## Records to process
Segment Open
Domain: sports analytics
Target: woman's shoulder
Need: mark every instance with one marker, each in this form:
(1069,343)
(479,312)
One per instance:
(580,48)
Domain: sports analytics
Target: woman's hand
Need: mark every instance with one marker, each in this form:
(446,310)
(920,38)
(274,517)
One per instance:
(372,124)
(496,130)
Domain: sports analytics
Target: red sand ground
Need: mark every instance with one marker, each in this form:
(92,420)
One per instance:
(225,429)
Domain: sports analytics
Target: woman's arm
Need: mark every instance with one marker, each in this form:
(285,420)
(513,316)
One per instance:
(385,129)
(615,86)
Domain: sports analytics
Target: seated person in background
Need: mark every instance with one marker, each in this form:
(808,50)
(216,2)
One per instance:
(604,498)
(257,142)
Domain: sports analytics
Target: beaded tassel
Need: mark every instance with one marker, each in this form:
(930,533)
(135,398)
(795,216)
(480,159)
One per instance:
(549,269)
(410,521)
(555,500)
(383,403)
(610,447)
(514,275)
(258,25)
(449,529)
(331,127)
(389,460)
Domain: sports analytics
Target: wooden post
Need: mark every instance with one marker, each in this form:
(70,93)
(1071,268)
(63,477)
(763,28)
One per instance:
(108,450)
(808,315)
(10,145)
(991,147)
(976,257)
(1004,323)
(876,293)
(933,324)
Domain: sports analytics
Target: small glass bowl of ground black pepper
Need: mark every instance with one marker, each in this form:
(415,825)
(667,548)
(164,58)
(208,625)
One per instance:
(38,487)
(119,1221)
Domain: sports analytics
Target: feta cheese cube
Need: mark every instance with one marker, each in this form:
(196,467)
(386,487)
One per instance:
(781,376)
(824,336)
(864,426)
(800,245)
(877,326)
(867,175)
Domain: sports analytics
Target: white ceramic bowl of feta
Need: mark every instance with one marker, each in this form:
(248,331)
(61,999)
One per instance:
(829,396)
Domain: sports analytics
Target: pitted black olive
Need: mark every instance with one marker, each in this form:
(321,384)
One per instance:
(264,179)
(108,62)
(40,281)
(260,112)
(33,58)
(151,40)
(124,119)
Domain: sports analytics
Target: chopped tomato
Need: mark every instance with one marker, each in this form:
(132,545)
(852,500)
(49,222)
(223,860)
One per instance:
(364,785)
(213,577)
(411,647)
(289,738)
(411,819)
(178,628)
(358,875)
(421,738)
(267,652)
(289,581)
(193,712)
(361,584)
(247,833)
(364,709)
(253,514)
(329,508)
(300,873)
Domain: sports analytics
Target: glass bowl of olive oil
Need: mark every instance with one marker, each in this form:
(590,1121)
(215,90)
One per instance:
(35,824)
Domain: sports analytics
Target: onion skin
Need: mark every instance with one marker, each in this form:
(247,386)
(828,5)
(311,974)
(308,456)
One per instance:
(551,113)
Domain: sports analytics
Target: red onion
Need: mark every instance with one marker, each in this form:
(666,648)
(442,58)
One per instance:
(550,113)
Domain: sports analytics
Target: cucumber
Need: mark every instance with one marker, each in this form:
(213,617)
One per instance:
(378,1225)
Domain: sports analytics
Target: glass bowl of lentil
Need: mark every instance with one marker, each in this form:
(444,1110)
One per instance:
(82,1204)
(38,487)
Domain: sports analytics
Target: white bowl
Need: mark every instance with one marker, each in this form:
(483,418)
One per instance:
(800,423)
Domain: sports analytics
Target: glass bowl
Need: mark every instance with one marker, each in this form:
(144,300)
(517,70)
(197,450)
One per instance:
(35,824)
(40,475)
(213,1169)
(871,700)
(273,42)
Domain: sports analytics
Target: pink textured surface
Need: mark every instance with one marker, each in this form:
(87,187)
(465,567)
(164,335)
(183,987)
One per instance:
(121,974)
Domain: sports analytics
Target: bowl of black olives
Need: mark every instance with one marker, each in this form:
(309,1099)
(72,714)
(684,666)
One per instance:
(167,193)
Segment Closed
Output all of the data in full, exactly as given.

## Solution below
Domain: sports analytics
Target: woman's shoulder
Need: mark every instance with one marker, each in this form:
(1069,343)
(479,312)
One per instance:
(580,48)
Domain: sports analytics
Target: woman's hand
Need: mark every instance with one marker, each in this form:
(446,310)
(920,38)
(274,517)
One per instance:
(372,124)
(496,130)
Domain: sports analytics
Target: red sand ground
Need: mark every instance with one marker, each in this form:
(92,420)
One per instance:
(225,429)
Domain: sports analytics
Target: woman's arm
Need: mark every instance with one marker, each in this form:
(285,420)
(513,316)
One per instance:
(385,129)
(615,86)
Domain: sports analytics
Target: seated person in background
Need: mark every instance with one marker, each in this form:
(808,50)
(216,2)
One per instance:
(604,498)
(257,142)
Domain: sports analytics
Target: beaded tassel
Need: mark every instance with one marker, each in this form:
(930,533)
(135,398)
(795,216)
(480,159)
One per instance:
(549,269)
(410,521)
(555,500)
(383,403)
(610,447)
(514,275)
(258,25)
(449,529)
(331,127)
(389,460)
Domain: sports analytics
Target: wooden post
Need: mark every instance with one marker, each in this form:
(70,93)
(1071,268)
(63,477)
(763,28)
One per instance:
(108,450)
(808,315)
(10,145)
(991,147)
(976,257)
(1004,323)
(876,293)
(933,324)
Domain: sports analytics
Target: small glass bowl of ground black pepper
Need: mark every instance with one marker, each in this form:
(415,825)
(667,548)
(164,58)
(208,625)
One per instance:
(38,487)
(119,1221)
Domain: sports analytics
Target: feta cheese cube
Need: mark every instance with one marker, each in this form:
(196,467)
(386,487)
One per instance:
(781,376)
(824,336)
(864,426)
(800,245)
(877,326)
(867,175)
Domain: sports analytics
Target: white ceramic bowl of feta
Need: mark every instance with one marker, each in this form:
(248,331)
(61,999)
One per instance:
(829,396)
Domain: sports analytics
Target: pitted black olive
Need: mark every instance with one marker, each in this form:
(321,384)
One per instance:
(264,179)
(108,62)
(40,281)
(260,112)
(33,58)
(151,40)
(124,119)
Domain: sports analytics
Target: chopped tomato
Need: mark every instance with one marker, each in this form:
(132,545)
(852,500)
(49,222)
(223,860)
One per instance:
(364,785)
(213,577)
(411,647)
(289,738)
(411,819)
(178,628)
(358,875)
(421,738)
(267,652)
(289,581)
(193,712)
(361,584)
(247,833)
(364,709)
(253,514)
(329,508)
(300,873)
Domain: sports analytics
Target: glass bowl of olive oil
Need: mark every instance with one marker, each in this form:
(590,1121)
(215,90)
One per instance:
(35,824)
Domain: sports analytics
Target: onion skin
Need: mark every instance with one marker, each in this form:
(247,386)
(828,5)
(311,974)
(308,456)
One per instance:
(551,113)
Domain: sports analytics
Target: red onion
Need: mark every instance with one marker, each in this form:
(666,648)
(442,58)
One per instance:
(550,113)
Domain: sports analytics
Target: cucumber
Need: mark every instance with one marker, each in this form:
(213,617)
One per instance:
(378,1225)
Domain: sports analytics
Target: glass bowl of lentil
Need: mark every instance with one marker, each in this form:
(444,1110)
One per instance:
(82,1204)
(38,487)
Domain: sports analytics
Target: white bowl
Need: mark every instance with one marker, each in this form:
(483,418)
One per instance:
(800,423)
Domain: sports analytics
Target: glass bowl
Need: mark every instance with one marker, each in this form:
(144,300)
(517,70)
(197,450)
One per instance:
(35,824)
(40,475)
(213,1169)
(871,700)
(273,42)
Domain: sports analytics
Target: pink textured surface
Need: mark every instance with one marker, each in this form:
(87,187)
(465,567)
(164,335)
(183,987)
One per instance:
(121,974)
Domain: sports analytics
Target: bowl of black olives
Need: mark every instance with one marker, each in this form:
(309,1099)
(72,714)
(684,666)
One per instance:
(167,193)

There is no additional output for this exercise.